> **ARTICLE**
* * * *

If you take two dollars out of your purse each time you put a dollar in, bankruptcy will happen in time. The railroads are not yet reduced to the point of collapse, because most of them are still permitted to earn and retain dividends. But their borrowing power has been cut down until it suffices only for hand-to-mouth improvement. Their credit must be so far restored as to make it equal to carrying forward the creative and constructive work which we have seen to be a condition of continued national growth. How does their record for trustworthiness stand? What have they done to show themselves fit for that larger liberty of action which is indispensable if they are to perform all the functions belonging to the proper conduct of their business?

* * * *

> **REQUIREMENT A**
Answer these about the passage on railroad credit, one line each:
(i) What happens in time if you take two dollars out of your purse each time you put a dollar in?
(ii) What are most railroads still permitted to do?
(iii) To what extent has the railroads' borrowing power been cut down?
> **REQUIREMENT B**
Reproduce the passage on railroad credit word for word, from "If you take" to "of their business?".

* * * *

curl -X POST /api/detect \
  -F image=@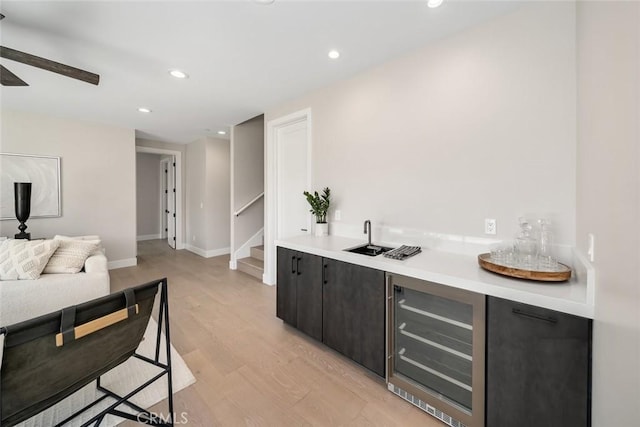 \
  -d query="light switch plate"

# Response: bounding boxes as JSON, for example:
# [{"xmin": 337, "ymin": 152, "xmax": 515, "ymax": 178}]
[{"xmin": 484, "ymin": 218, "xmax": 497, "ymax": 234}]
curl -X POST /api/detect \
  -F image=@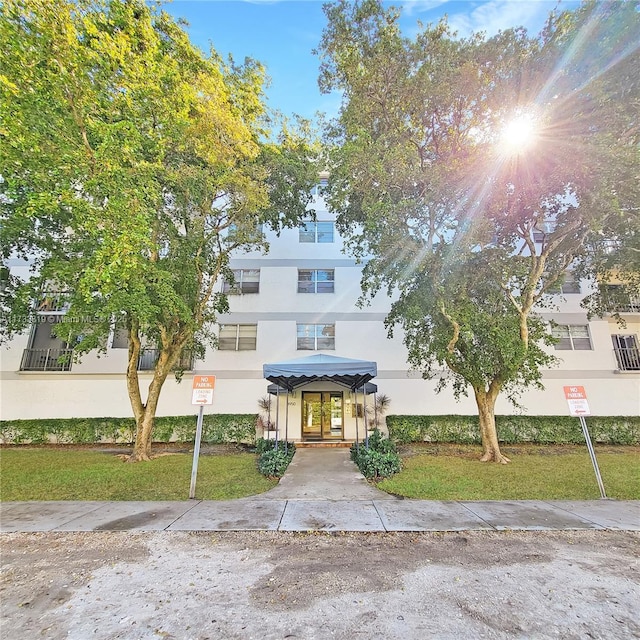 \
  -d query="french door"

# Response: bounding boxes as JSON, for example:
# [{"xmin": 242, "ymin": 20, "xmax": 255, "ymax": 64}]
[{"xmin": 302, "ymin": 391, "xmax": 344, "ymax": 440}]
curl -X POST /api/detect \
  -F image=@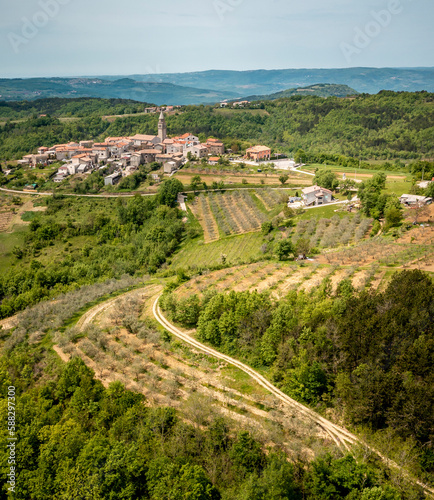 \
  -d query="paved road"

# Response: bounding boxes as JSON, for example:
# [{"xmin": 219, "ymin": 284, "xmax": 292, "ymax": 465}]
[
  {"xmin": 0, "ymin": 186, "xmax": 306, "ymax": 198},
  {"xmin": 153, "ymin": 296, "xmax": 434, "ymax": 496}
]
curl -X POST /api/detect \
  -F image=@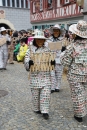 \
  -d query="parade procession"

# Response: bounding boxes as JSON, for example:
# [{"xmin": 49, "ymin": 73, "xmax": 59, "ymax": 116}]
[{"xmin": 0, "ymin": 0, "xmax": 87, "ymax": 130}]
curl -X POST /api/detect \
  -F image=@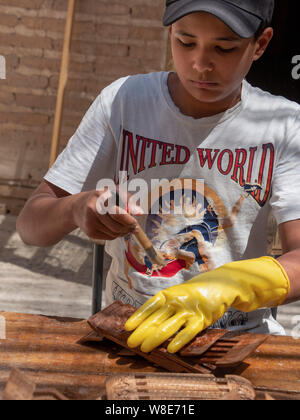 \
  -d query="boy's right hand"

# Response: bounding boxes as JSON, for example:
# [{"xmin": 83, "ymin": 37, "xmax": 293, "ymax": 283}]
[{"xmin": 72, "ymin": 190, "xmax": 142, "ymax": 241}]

* * * *

> **CORRECT OUTPUT A**
(i) Bankruptcy.
(ii) Earn and retain dividends.
(iii) Until it suffices only for hand-to-mouth improvement.

> **CORRECT OUTPUT B**
If you take two dollars out of your purse each time you put a dollar in, bankruptcy will happen in time. The railroads are not yet reduced to the point of collapse, because most of them are still permitted to earn and retain dividends. But their borrowing power has been cut down until it suffices only for hand-to-mouth improvement. Their credit must be so far restored as to make it equal to carrying forward the creative and constructive work which we have seen to be a condition of continued national growth. How does their record for trustworthiness stand? What have they done to show themselves fit for that larger liberty of action which is indispensable if they are to perform all the functions belonging to the proper conduct of their business?